Document section:
**********
This document responds to the mandate received by the FSB from G20 Leaders at the 2016 Hangzhou Summit for the FSB to report to the 2017 Hamburg Summit on authorities’ work to address misconduct risks in their respective jurisdictions.
The FSB had already agreed a work plan in May 2015 to address this issue through a series of measures focused on the following aspects:
a) Examining the effect of the reforms to compensation and salary incentives on reducing misconduct risk and whether additional measures are needed.
b) Examining whether steps are needed to improve global standards of conduct in the fixed income, commodities and currency markets.
c) Examining coordinating reforms to major financial benchmarks.
The overall objective is to reduce the opportunities for misconduct and strengthen the ability to contain the associated risks.
The FSB report provides an overview of the measures taken by the FSB and other international bodies to reduce misconduct risk and strengthen trust in the financial system and of the planned future steps to be taken.
1. Measures to strengthen financial institution governance
The management boards of financial institutions are responsible for establishing effective governance and compensation frameworks to promote an internal culture of the firm conducive to proper conduct. The FSB published in May 2017 a stock-take of efforts made by international bodies, national authorities, industry associations and firms. Drawing on these findings, the FSB considered the need to identify a toolkit for supervisors and firms to help strengthen financial institutions’ governance, with special attention paid to the following areas:
– Responsibility mapping
– Addressing information gaps and due diligence in employment of individuals with a history of misconduct
– Use of governance frameworks to address cultural risk factors that drive misconduct
The FSB plans to finalise its work in early 2018 and assess the need to develop additional measures and perform new work.
In parallel, the FSB, in collaboration with standard-setting bodies, has initiated a public consultation on Supplementary Guidance to the FSB Compensation Principles and Standards regarding the use of compensation tools to address misconduct (this Guidance is expected to be completed by the end of 2017).
This Guidance underlines the need to bear in mind subdued or negative financial performance of the firm when calculating the firm’s variable compensation, with the use of malus or clawback arrangements.
It also recognises the existence of costs for firms and their customers not only by inappropriate risk-taking but also by misconduct that can result in harm to institutions and companies and impair trust in the financial system more generally.
The document examines the link between compensation practices and misconduct with the aim of identifying the specificities of the financial sector, the diversity of financial institutions and the differences in regulatory frameworks and supervisory mandates across jurisdictions and sectors.
The recommendations on better practice supplementing the compensation principles and standards of the FSB contained in the Guidance are as follows:
(i) The full range of responsibility, from senior management to the front line
(ii) The integration of non-financial considerations
(iii) The alignment of compensation incentives to a longer time frame
(iv) The use of transparent, consistent and fair compensation policies and procedures
(v) The framing of supervisory expectations that supervisors should, within the scope of their authority, monitor and assess the effectiveness of firms’ compensation policies and procedures in managing misconduct risk
2. Actions directed at authorities’ capacity to address misconduct risk
Within this area, we can highlight: a) the IOSCO report on market conduct regulation on wholesale markets and b) the work of the FSB on assisting in enhancing authorities’ monitoring capacity through recommendations for consistent national reporting and data collection on the use of compensation tools in instances of misconduct.
**********
Raw data:
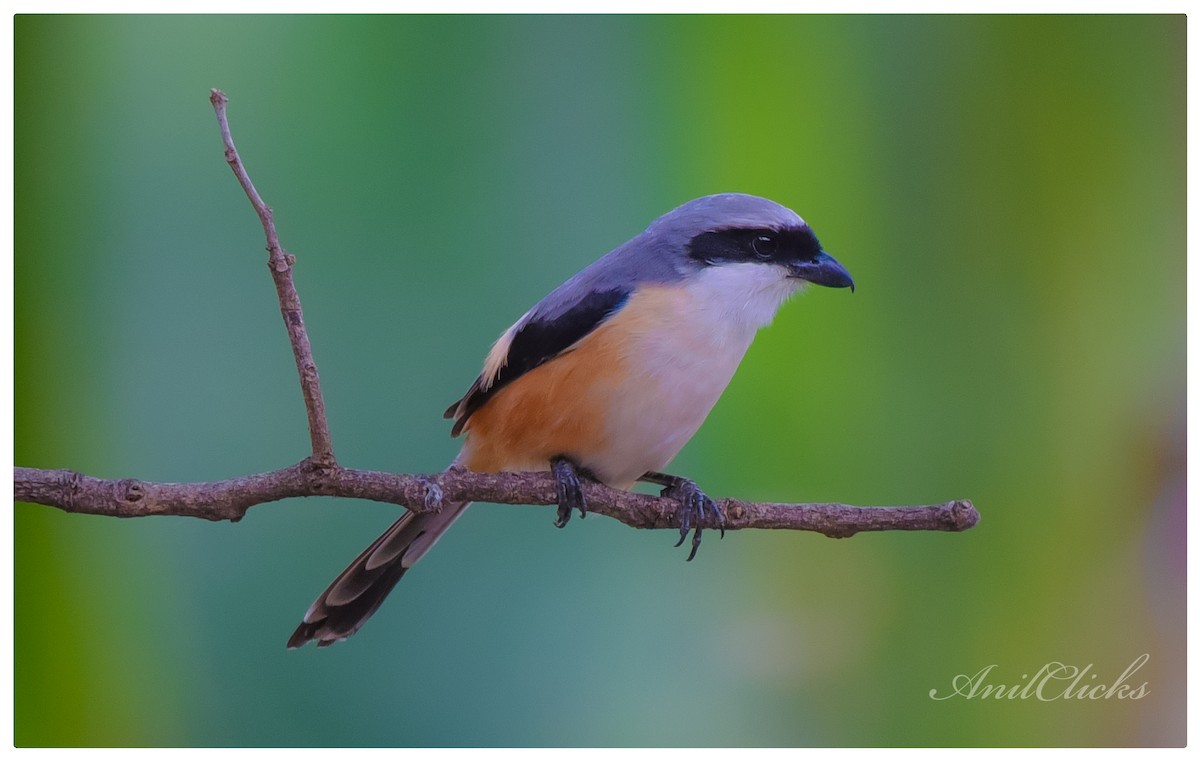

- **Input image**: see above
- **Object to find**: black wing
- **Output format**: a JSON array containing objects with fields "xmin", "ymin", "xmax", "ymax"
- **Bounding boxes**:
[{"xmin": 444, "ymin": 289, "xmax": 629, "ymax": 436}]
**********
Quote the document on misconduct risk word for word, from "b) Examining whether" up to and including "major financial benchmarks.". The entries have nothing to do with the document on misconduct risk.

Reply to the task:
b) Examining whether steps are needed to improve global standards of conduct in the fixed income, commodities and currency markets.
c) Examining coordinating reforms to major financial benchmarks.